### The data ###
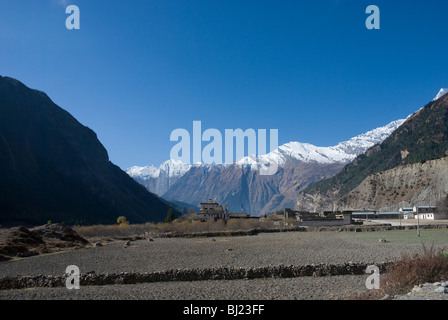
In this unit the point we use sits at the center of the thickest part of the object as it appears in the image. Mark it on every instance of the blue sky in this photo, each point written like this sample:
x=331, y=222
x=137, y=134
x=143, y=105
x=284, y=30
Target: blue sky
x=137, y=70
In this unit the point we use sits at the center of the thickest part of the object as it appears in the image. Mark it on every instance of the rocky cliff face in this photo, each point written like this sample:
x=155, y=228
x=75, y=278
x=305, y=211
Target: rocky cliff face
x=240, y=187
x=422, y=137
x=54, y=168
x=240, y=184
x=404, y=186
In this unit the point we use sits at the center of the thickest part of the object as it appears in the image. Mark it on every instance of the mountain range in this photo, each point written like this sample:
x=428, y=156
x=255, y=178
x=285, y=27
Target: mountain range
x=239, y=186
x=392, y=172
x=54, y=168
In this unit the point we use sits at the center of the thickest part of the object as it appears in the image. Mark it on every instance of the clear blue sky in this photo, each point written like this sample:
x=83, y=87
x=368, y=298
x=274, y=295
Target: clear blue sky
x=136, y=70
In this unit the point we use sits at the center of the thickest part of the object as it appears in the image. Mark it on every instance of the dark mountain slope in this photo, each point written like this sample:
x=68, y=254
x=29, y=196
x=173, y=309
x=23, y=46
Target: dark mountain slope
x=52, y=167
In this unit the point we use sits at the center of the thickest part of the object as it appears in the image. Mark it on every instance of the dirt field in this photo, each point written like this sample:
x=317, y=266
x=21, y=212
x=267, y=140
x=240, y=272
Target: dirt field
x=265, y=249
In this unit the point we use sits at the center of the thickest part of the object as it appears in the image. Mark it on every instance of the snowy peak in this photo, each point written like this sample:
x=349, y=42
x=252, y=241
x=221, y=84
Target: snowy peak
x=441, y=93
x=170, y=168
x=343, y=152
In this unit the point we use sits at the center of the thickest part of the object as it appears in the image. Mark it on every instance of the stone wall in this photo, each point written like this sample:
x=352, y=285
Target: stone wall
x=217, y=273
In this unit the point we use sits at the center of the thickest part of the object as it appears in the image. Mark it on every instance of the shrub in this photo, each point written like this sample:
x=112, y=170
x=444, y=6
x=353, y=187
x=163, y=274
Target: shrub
x=121, y=220
x=429, y=266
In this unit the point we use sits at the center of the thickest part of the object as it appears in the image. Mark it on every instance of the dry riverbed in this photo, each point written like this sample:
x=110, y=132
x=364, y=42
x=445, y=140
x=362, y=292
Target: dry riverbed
x=262, y=250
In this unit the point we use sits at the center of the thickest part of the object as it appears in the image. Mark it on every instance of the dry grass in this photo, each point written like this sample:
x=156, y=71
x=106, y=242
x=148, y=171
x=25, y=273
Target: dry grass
x=430, y=266
x=184, y=225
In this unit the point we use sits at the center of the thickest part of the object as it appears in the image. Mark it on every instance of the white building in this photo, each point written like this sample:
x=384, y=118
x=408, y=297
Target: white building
x=422, y=212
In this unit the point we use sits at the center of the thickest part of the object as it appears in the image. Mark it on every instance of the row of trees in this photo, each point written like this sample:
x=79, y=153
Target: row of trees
x=170, y=217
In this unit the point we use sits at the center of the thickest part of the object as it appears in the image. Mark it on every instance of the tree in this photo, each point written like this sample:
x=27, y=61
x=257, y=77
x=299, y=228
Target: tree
x=121, y=220
x=170, y=216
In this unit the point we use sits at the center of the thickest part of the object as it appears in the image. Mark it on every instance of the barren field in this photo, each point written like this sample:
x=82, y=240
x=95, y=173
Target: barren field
x=264, y=249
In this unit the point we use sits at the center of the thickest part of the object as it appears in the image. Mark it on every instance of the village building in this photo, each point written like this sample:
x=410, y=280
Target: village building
x=423, y=212
x=212, y=210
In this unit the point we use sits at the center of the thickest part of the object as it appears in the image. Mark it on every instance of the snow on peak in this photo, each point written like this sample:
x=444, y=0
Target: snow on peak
x=170, y=168
x=343, y=152
x=441, y=93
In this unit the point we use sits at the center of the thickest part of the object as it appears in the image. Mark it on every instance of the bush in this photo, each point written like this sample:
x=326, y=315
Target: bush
x=121, y=220
x=429, y=266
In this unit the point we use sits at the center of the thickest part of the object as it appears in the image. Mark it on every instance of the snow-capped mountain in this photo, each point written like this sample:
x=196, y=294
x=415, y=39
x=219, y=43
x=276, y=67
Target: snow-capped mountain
x=441, y=93
x=159, y=179
x=241, y=184
x=343, y=152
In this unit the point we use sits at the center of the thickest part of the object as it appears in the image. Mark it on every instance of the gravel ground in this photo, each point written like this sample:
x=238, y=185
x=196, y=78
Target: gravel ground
x=293, y=248
x=304, y=288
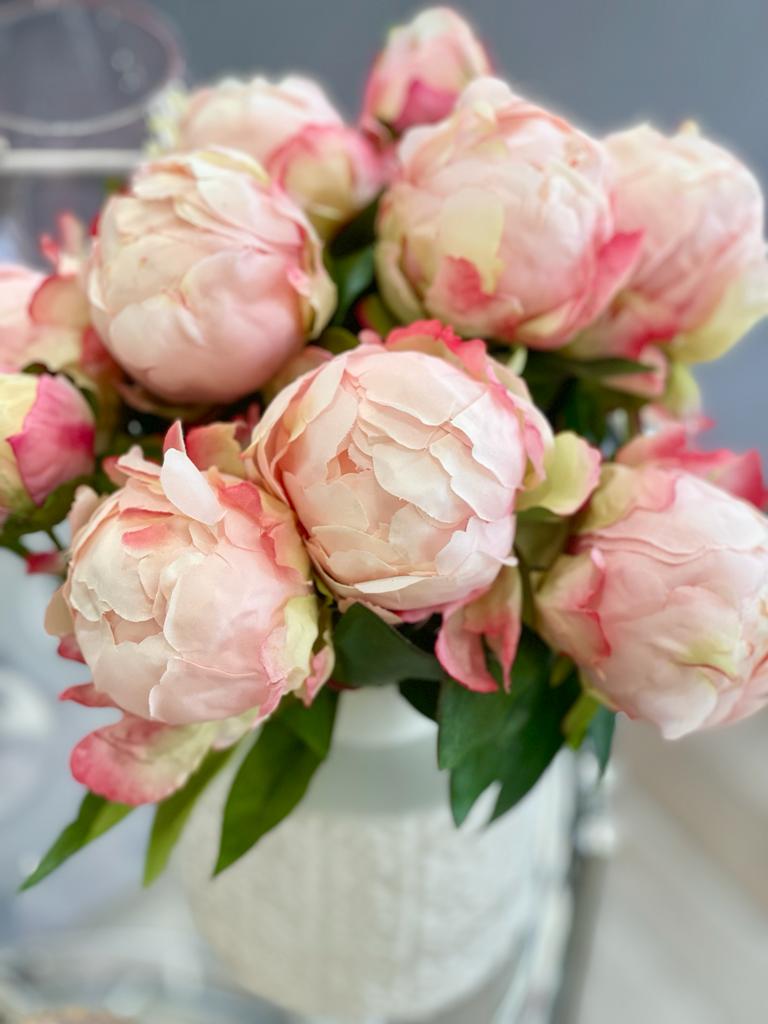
###
Job: Give every line of the data above as a JSON list of strings, one string per line, with blank lines omitted. Leave the pictures out of the list.

Result below:
[
  "In this unit the point we use sits at the center of the thickest part of the object as it appears in the image. Mark it on every instance of the blue sky in this photo, each point written like this sample:",
  "x=331, y=222",
  "x=137, y=134",
  "x=143, y=105",
  "x=284, y=30",
  "Target: blue sky",
  "x=137, y=70",
  "In this unit the point we use sits at the center of the thickest part of the object as it appears in the image. Mark it on every instance of the rocky cliff face in this photo, each point written like this sample:",
  "x=155, y=228",
  "x=75, y=278",
  "x=305, y=211",
  "Target: rocky cliff face",
  "x=240, y=187",
  "x=422, y=137",
  "x=54, y=168",
  "x=240, y=184",
  "x=404, y=186",
  "In this unit the point we use sits at the center of the thickest part of the object as it appears in the image. Mark it on every instance of the mountain range in this photo, each point written like this sample:",
  "x=428, y=156",
  "x=255, y=178",
  "x=285, y=27",
  "Target: mountain range",
  "x=239, y=186",
  "x=392, y=172",
  "x=54, y=168",
  "In this unit the point we use sits at the center of the thickest part of the object as it appears in the image. Mark it on every instance of the clear blue sky in this photo, each point written like this sample:",
  "x=83, y=87",
  "x=368, y=298",
  "x=274, y=295",
  "Target: clear blue sky",
  "x=136, y=70",
  "In this unit the point we use sits at the center of the thickest part of the object as it appears in the image. Mark it on every instance of the dark mountain slope in this photo, each point written like this sample:",
  "x=68, y=254",
  "x=29, y=196",
  "x=173, y=309",
  "x=23, y=46",
  "Target: dark mountain slope",
  "x=52, y=167",
  "In this unit the point we use sits at the center of the thickest part of the object as it appears in the image. Mark it on every instance of the dirt field in this photo, each point written like this sample:",
  "x=317, y=266",
  "x=21, y=212",
  "x=267, y=140",
  "x=240, y=272",
  "Target: dirt field",
  "x=265, y=249",
  "In this unit the point we use sits at the center of the thickest part of the object as it appears in the image. Mark it on every instance of the snowy peak in this photo, each point written like this sample:",
  "x=349, y=42",
  "x=252, y=241",
  "x=221, y=84",
  "Target: snowy peak",
  "x=441, y=93",
  "x=170, y=168",
  "x=343, y=152",
  "In this unit the point we use sits at the center of the thickest part of the object as it appears in the image. Mark it on every instance of the stone wall in this photo, each point written like this sample:",
  "x=352, y=285",
  "Target: stone wall",
  "x=217, y=273",
  "In this unit the point we use sits at the center of the thickest part of the object as it appears in the image. Mark it on every instance of the shrub in this photo, each point written like this sample:",
  "x=112, y=170",
  "x=444, y=6",
  "x=353, y=187",
  "x=163, y=274",
  "Target: shrub",
  "x=121, y=220",
  "x=429, y=266",
  "In this unit the point we use sits at the center of the thickest part of the object as it appears in the image. Mark it on every instance of the dry riverbed in this photo, each point written like this sample:",
  "x=110, y=132",
  "x=364, y=42",
  "x=445, y=140",
  "x=362, y=292",
  "Target: dry riverbed",
  "x=262, y=250",
  "In this unit the point we use sits at the center of the thickest part of the object as it appears in the image. Mark it on every instance of the dry grass in this photo, each point written like this sample:",
  "x=156, y=71",
  "x=106, y=242",
  "x=148, y=171",
  "x=25, y=273",
  "Target: dry grass",
  "x=430, y=266",
  "x=184, y=225",
  "In this unit the point we use sits at the center of the thickest part of the object as it appears in the image. Mark it on every instance of the white building in this photo, each point written like this sample:",
  "x=384, y=118",
  "x=408, y=297",
  "Target: white building",
  "x=422, y=212",
  "In this unit the point we use sits at the center of the thickest part of the object as it appears in the image. Mark it on every instance of the row of trees in this photo, each point written like this sample:",
  "x=79, y=153",
  "Target: row of trees",
  "x=170, y=217",
  "In this unit the point we use sits at the center of the thickest part of the object as it appears in the image. Mark it on every instance of the tree in this photo, each point written like this sample:",
  "x=27, y=61",
  "x=257, y=77",
  "x=299, y=228",
  "Target: tree",
  "x=121, y=220",
  "x=170, y=216",
  "In this unit the point we use sits at the center of the thickest part of the object as it appears in the image. Mark it on every instance of the barren field in this photo, each point written like this sample:",
  "x=82, y=240",
  "x=95, y=173",
  "Target: barren field",
  "x=264, y=249",
  "In this unit the point we use sits at the center of the thickest part of the object as it appears in the image. Mark it on every instance of the village building in this photo, each point written like this sample:",
  "x=410, y=280",
  "Target: village building",
  "x=423, y=212",
  "x=212, y=210",
  "In this unit the point we use sits at the center of the thickest part of the object as it appears in the image. Mark it on every instance of the snow on peak in this photo, each point written like this sample:",
  "x=444, y=0",
  "Target: snow on peak",
  "x=170, y=168",
  "x=343, y=152",
  "x=441, y=93",
  "In this unit the point we use sits at the center of the thickest part of the object as it appears in the image. Mark it on every instance of the bush in this photo, each point written like this sample:",
  "x=326, y=315",
  "Target: bush",
  "x=121, y=220",
  "x=429, y=266",
  "In this unit the point we use sits at the center of the thickest part of the object as it appears in the image. Mark it on every instance of the snow-capped mountain in this photo, each point written like this sample:",
  "x=196, y=294",
  "x=415, y=39",
  "x=219, y=43",
  "x=276, y=67",
  "Target: snow-capped mountain",
  "x=441, y=93",
  "x=159, y=179",
  "x=241, y=184",
  "x=343, y=152",
  "In this unit the point we use sits at the center of the thickest part of the object as it appears in the image. Mark it on every instance of the gravel ground in this photo, each point written like this sample:",
  "x=238, y=185",
  "x=196, y=78",
  "Target: gravel ground",
  "x=293, y=248",
  "x=304, y=288"
]